==== ENTRIES SHOWN
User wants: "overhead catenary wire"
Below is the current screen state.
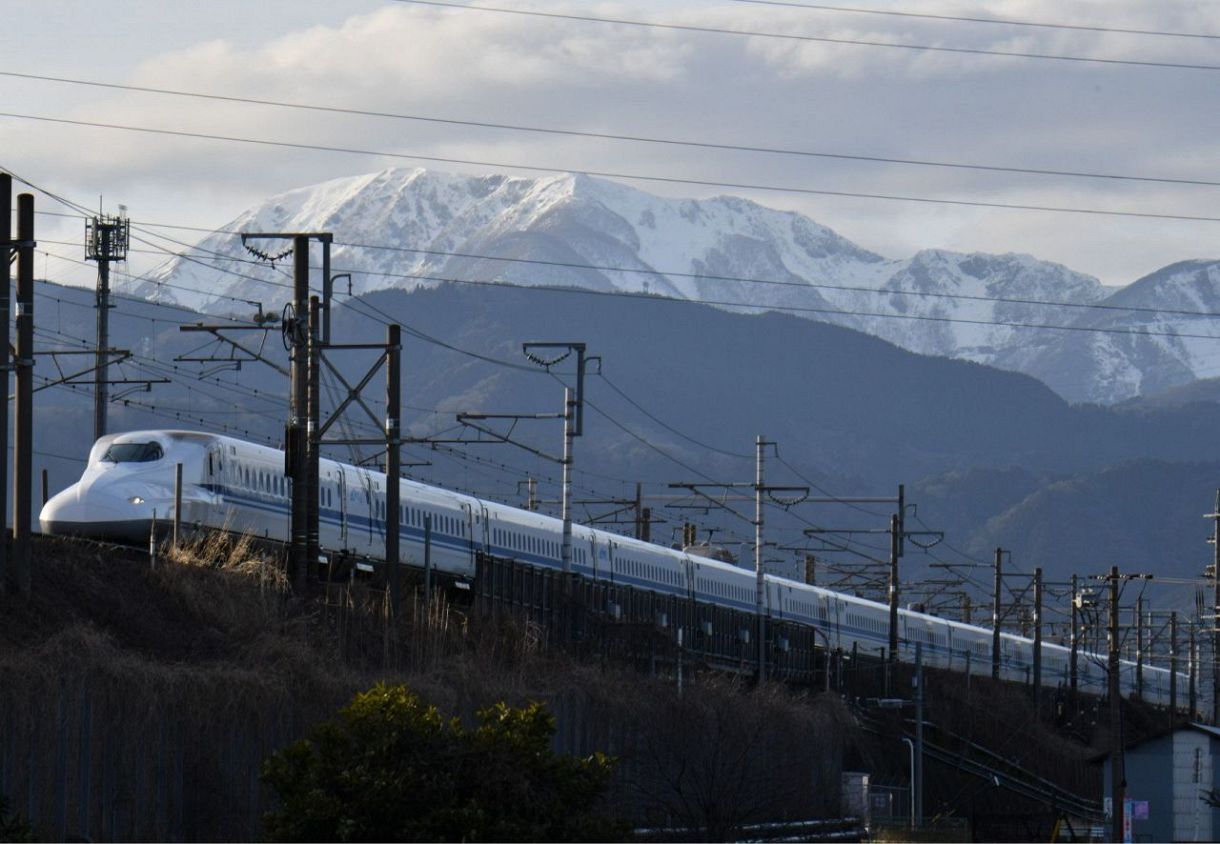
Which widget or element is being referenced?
[730,0,1220,40]
[394,0,1220,71]
[0,117,1220,223]
[0,71,1220,188]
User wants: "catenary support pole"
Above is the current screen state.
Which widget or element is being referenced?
[754,434,766,684]
[1107,566,1127,842]
[992,548,1004,679]
[1033,566,1042,716]
[0,173,12,594]
[1211,489,1220,724]
[12,194,34,595]
[284,234,309,595]
[886,513,902,663]
[1169,610,1177,726]
[1068,574,1081,706]
[386,324,400,617]
[301,298,327,587]
[560,388,577,573]
[171,463,182,550]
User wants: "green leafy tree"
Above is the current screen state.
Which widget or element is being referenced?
[262,684,626,842]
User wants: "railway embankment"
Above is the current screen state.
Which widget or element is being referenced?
[0,538,1159,840]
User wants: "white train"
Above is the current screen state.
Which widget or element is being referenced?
[40,431,1188,707]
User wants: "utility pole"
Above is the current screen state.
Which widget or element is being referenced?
[1135,596,1143,698]
[911,642,924,828]
[1033,566,1042,717]
[1204,489,1220,724]
[992,548,1004,679]
[385,321,400,613]
[284,234,310,595]
[560,387,584,574]
[1068,574,1085,706]
[886,513,902,663]
[0,173,15,595]
[11,194,35,596]
[754,434,767,684]
[1107,566,1127,842]
[1169,610,1177,726]
[84,206,129,442]
[1186,621,1199,718]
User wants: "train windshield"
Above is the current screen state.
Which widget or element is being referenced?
[101,443,165,463]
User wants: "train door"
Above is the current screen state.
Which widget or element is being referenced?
[589,533,614,581]
[461,501,487,571]
[338,466,349,549]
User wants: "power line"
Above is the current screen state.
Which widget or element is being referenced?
[0,69,1220,188]
[395,0,1220,71]
[336,241,1220,317]
[0,112,1220,223]
[730,0,1220,39]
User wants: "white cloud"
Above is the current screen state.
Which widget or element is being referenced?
[0,0,1220,283]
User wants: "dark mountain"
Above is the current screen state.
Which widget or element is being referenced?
[26,285,1220,607]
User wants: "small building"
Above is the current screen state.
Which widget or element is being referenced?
[1098,723,1220,842]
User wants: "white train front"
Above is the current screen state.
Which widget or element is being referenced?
[40,431,1188,705]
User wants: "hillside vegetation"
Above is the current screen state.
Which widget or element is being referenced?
[0,539,849,840]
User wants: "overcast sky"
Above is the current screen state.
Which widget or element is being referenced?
[0,0,1220,284]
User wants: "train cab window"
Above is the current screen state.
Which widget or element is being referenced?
[101,443,165,463]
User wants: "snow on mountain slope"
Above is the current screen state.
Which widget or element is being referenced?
[135,168,1220,402]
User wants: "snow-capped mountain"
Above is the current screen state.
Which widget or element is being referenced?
[135,168,1220,402]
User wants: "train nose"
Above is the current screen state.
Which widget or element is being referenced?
[38,482,162,543]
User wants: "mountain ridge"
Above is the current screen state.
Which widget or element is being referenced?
[134,168,1220,404]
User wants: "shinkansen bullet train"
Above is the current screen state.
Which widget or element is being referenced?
[40,431,1187,706]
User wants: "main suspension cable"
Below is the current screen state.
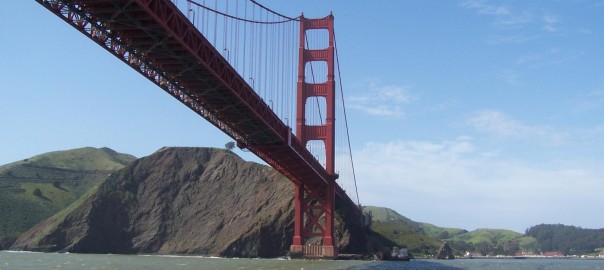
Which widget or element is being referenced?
[333,31,361,205]
[187,0,300,24]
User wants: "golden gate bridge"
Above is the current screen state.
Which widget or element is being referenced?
[36,0,363,258]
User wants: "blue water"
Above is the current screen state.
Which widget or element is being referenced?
[0,251,604,270]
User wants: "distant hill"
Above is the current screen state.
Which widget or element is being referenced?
[363,206,442,256]
[526,224,604,255]
[364,206,539,256]
[11,148,365,257]
[0,147,136,242]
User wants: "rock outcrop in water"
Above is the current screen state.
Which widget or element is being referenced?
[11,148,365,257]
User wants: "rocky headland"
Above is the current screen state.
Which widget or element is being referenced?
[11,148,367,257]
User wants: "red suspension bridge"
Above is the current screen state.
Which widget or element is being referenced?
[36,0,361,257]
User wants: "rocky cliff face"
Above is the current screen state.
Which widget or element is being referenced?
[11,148,364,257]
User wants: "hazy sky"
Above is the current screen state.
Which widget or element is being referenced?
[0,0,604,232]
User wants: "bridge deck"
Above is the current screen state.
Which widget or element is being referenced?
[36,0,354,200]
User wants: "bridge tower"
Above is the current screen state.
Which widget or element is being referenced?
[290,15,338,258]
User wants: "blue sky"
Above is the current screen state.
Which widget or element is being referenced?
[0,0,604,232]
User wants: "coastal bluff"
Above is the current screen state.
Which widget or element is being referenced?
[11,147,366,258]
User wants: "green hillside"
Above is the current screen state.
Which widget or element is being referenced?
[363,206,441,257]
[364,206,539,256]
[0,147,136,238]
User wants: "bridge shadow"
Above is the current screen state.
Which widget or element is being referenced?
[346,260,463,270]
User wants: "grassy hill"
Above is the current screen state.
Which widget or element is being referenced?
[0,147,136,238]
[363,206,441,256]
[364,206,539,256]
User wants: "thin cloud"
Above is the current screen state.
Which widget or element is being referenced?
[487,35,539,45]
[460,0,561,35]
[349,82,416,118]
[461,0,510,15]
[516,48,583,67]
[466,110,566,144]
[355,137,604,232]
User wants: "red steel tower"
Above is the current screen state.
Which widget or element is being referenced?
[291,15,338,258]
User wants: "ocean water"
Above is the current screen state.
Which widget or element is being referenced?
[0,251,604,270]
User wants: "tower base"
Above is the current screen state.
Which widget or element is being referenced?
[289,245,338,259]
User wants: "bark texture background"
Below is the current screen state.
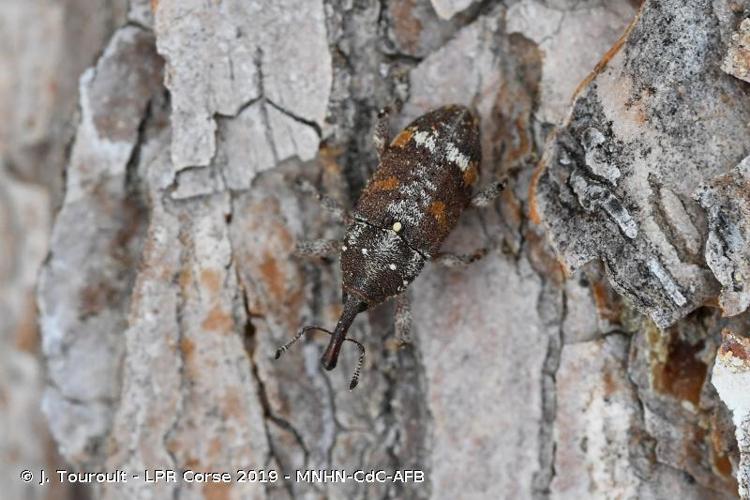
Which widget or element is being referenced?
[0,0,750,499]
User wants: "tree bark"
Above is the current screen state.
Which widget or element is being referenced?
[0,0,750,499]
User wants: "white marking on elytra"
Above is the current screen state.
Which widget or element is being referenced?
[445,142,469,172]
[414,130,437,153]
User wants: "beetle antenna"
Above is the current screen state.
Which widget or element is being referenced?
[275,326,333,359]
[320,296,367,370]
[275,326,365,390]
[345,337,365,391]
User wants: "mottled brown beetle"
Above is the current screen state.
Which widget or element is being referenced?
[276,105,503,389]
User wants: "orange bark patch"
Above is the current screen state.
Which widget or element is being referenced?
[201,307,234,332]
[591,281,622,323]
[529,161,546,224]
[318,145,344,175]
[260,254,285,300]
[653,335,708,405]
[368,175,399,192]
[391,128,414,148]
[201,269,221,292]
[429,200,445,226]
[180,338,195,359]
[573,10,642,98]
[464,162,479,186]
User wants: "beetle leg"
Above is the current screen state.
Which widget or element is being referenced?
[295,179,349,223]
[294,239,341,258]
[394,291,411,345]
[471,180,505,208]
[372,107,391,158]
[432,247,489,267]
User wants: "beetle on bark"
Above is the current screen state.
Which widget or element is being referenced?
[276,105,503,389]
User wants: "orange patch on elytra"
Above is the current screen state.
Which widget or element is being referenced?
[464,162,479,186]
[429,200,445,226]
[368,175,399,191]
[391,128,414,148]
[201,307,234,331]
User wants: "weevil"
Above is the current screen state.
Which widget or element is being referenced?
[276,104,503,389]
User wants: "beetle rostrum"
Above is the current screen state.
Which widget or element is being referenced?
[276,105,502,388]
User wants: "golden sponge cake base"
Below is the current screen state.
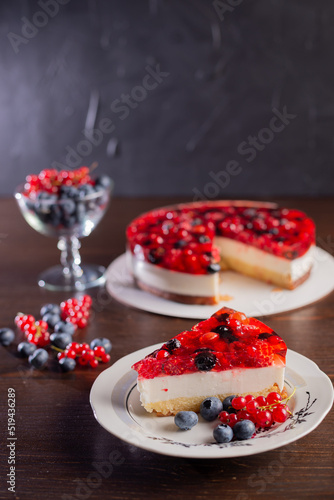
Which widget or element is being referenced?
[143,384,286,417]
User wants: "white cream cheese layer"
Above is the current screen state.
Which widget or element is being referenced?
[126,250,219,297]
[137,366,285,405]
[127,241,314,297]
[214,236,314,281]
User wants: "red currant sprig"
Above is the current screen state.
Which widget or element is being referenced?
[15,313,50,347]
[219,388,296,427]
[24,167,94,197]
[60,295,92,328]
[56,342,110,368]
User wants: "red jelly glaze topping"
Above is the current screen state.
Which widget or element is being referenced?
[132,307,287,379]
[126,202,315,274]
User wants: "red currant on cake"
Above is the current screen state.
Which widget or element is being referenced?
[126,201,315,304]
[133,308,286,419]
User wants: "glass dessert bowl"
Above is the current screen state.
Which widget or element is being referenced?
[15,167,113,290]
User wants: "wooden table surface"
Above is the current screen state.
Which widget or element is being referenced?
[0,198,334,500]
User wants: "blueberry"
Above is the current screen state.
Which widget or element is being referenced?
[95,175,112,188]
[59,358,76,372]
[195,351,217,372]
[17,342,37,358]
[61,215,77,229]
[166,339,181,354]
[35,191,57,213]
[213,424,233,443]
[223,395,237,413]
[29,349,49,369]
[78,184,95,199]
[40,304,61,317]
[75,202,86,224]
[90,337,112,353]
[59,185,79,200]
[206,264,221,274]
[54,321,75,335]
[199,397,223,422]
[233,420,255,441]
[42,312,61,328]
[174,411,198,431]
[50,333,72,349]
[59,198,76,216]
[0,328,15,346]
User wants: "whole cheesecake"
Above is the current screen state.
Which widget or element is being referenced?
[126,201,315,304]
[132,308,287,415]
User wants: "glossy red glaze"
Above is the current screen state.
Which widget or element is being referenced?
[132,307,287,379]
[126,202,315,274]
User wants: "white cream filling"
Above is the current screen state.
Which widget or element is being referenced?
[126,250,219,297]
[137,366,285,405]
[214,236,314,281]
[127,237,314,297]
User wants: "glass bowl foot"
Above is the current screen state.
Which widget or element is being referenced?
[38,264,106,291]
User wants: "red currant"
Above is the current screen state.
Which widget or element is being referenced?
[77,318,88,328]
[101,353,110,363]
[67,342,79,353]
[94,345,105,358]
[78,356,88,366]
[219,411,238,427]
[273,405,289,423]
[267,392,282,405]
[255,396,268,406]
[237,410,252,422]
[256,410,273,427]
[81,348,94,359]
[65,348,77,359]
[246,400,259,414]
[77,343,90,354]
[89,359,99,368]
[232,396,246,410]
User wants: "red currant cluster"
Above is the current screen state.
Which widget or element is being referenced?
[58,342,110,368]
[219,392,293,428]
[15,313,50,347]
[60,295,92,328]
[24,167,94,196]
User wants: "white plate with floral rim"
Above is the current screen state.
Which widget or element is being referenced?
[106,247,334,319]
[90,344,333,458]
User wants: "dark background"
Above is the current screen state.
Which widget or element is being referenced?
[0,0,334,198]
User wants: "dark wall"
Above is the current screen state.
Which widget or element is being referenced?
[0,0,334,198]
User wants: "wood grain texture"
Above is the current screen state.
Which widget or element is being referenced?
[0,198,334,500]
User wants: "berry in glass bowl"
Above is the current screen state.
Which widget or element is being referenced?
[15,167,113,290]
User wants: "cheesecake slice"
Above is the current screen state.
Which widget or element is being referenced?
[127,201,315,304]
[132,308,287,415]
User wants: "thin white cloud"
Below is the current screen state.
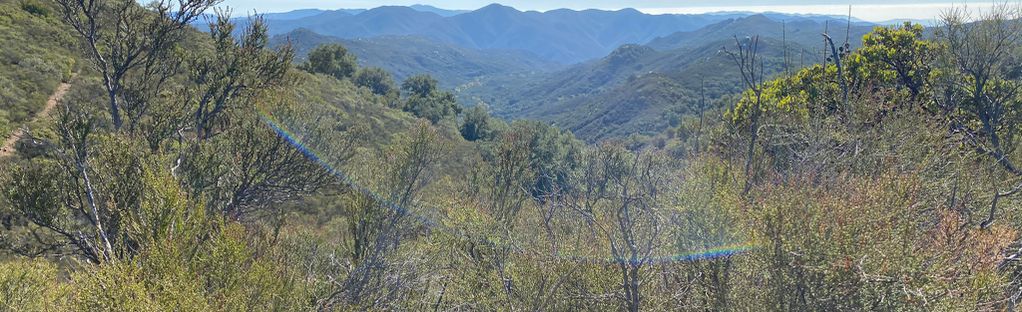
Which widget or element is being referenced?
[639,2,992,21]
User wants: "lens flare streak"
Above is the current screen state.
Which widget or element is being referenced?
[259,109,755,264]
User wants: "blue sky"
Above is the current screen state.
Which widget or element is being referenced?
[217,0,991,21]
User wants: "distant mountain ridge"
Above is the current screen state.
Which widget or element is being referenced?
[231,4,869,64]
[271,29,560,89]
[254,4,748,64]
[463,14,872,141]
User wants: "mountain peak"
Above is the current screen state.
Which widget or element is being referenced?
[476,3,521,13]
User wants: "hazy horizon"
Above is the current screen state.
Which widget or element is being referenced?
[211,0,992,21]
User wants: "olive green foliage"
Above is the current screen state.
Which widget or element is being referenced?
[0,0,79,136]
[301,44,358,79]
[401,75,462,124]
[460,103,493,141]
[6,1,1022,311]
[354,68,398,95]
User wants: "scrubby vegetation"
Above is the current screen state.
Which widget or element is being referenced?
[0,0,1022,311]
[0,0,80,136]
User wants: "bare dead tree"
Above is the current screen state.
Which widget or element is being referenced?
[722,36,764,194]
[938,4,1022,228]
[56,0,222,130]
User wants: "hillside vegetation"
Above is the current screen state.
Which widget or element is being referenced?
[0,0,79,137]
[0,0,1022,311]
[463,15,872,141]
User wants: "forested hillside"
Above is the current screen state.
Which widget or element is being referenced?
[248,4,742,64]
[470,14,872,141]
[271,29,561,88]
[0,0,1022,311]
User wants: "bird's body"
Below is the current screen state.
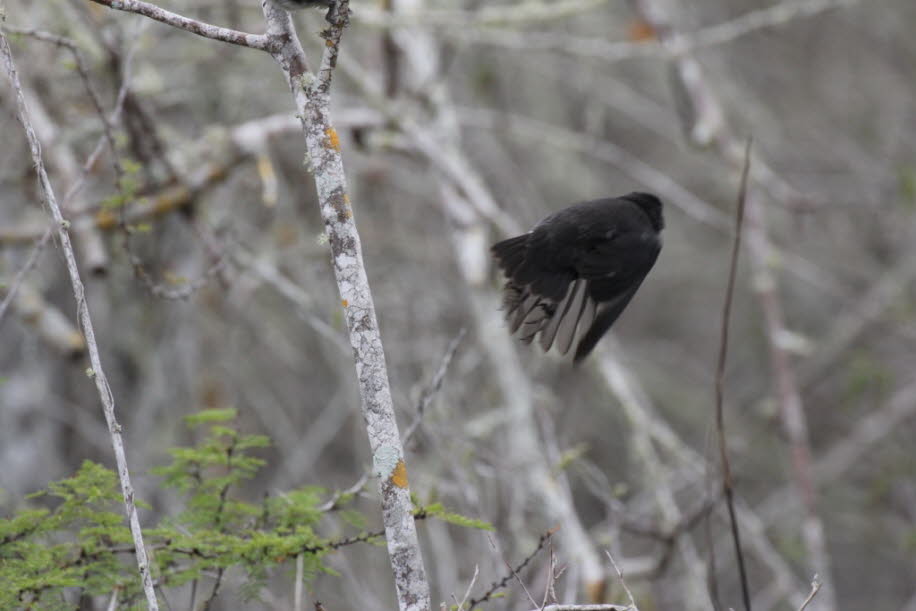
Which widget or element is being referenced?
[272,0,335,11]
[491,193,664,362]
[270,0,348,23]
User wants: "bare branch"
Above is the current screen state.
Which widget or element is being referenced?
[85,0,270,51]
[710,138,751,611]
[0,22,159,611]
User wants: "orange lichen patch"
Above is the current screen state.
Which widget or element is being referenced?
[627,19,658,42]
[391,460,407,488]
[153,186,191,215]
[324,127,340,151]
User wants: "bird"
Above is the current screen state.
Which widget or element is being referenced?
[490,192,665,364]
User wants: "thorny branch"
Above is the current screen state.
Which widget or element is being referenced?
[0,22,159,611]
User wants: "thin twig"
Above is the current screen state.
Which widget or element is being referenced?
[0,227,54,323]
[798,573,821,611]
[468,527,559,611]
[452,564,480,611]
[716,138,751,611]
[604,550,639,611]
[85,0,270,51]
[402,327,467,447]
[0,22,159,611]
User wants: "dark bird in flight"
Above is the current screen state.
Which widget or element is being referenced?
[490,193,665,363]
[271,0,348,23]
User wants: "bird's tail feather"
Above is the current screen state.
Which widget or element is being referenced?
[573,282,642,365]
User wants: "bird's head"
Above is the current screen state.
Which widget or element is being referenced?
[622,191,665,231]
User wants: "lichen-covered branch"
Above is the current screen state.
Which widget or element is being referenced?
[263,0,430,611]
[0,23,159,611]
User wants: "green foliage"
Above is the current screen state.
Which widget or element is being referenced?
[0,410,492,610]
[414,503,493,531]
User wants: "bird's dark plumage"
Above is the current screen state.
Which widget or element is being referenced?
[491,193,665,362]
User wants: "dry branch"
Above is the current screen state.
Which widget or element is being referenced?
[0,23,159,611]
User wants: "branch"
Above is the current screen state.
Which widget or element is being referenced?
[468,528,557,611]
[0,23,159,611]
[710,139,751,611]
[263,0,430,611]
[86,0,271,52]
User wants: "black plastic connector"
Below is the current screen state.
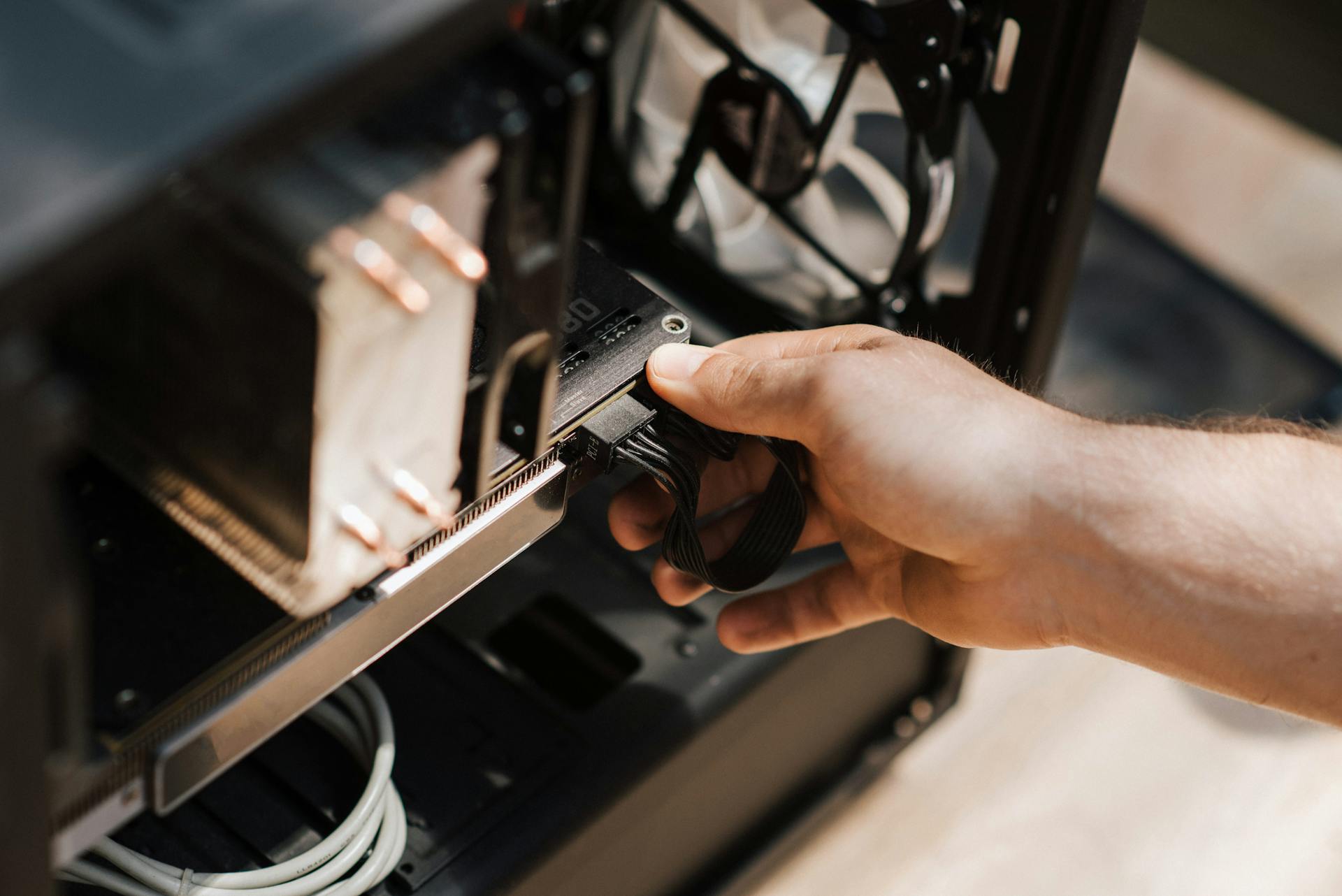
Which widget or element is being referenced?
[579,394,656,472]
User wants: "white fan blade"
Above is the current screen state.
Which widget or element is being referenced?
[789,180,843,248]
[839,143,909,239]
========
YOUR INSTRUCTIONS
Extract from the records above each line that contains the string "pole", reproducing every such line in full.

COMPLETE ANSWER
User wants: "catenary support pole"
User wants: "utility pole"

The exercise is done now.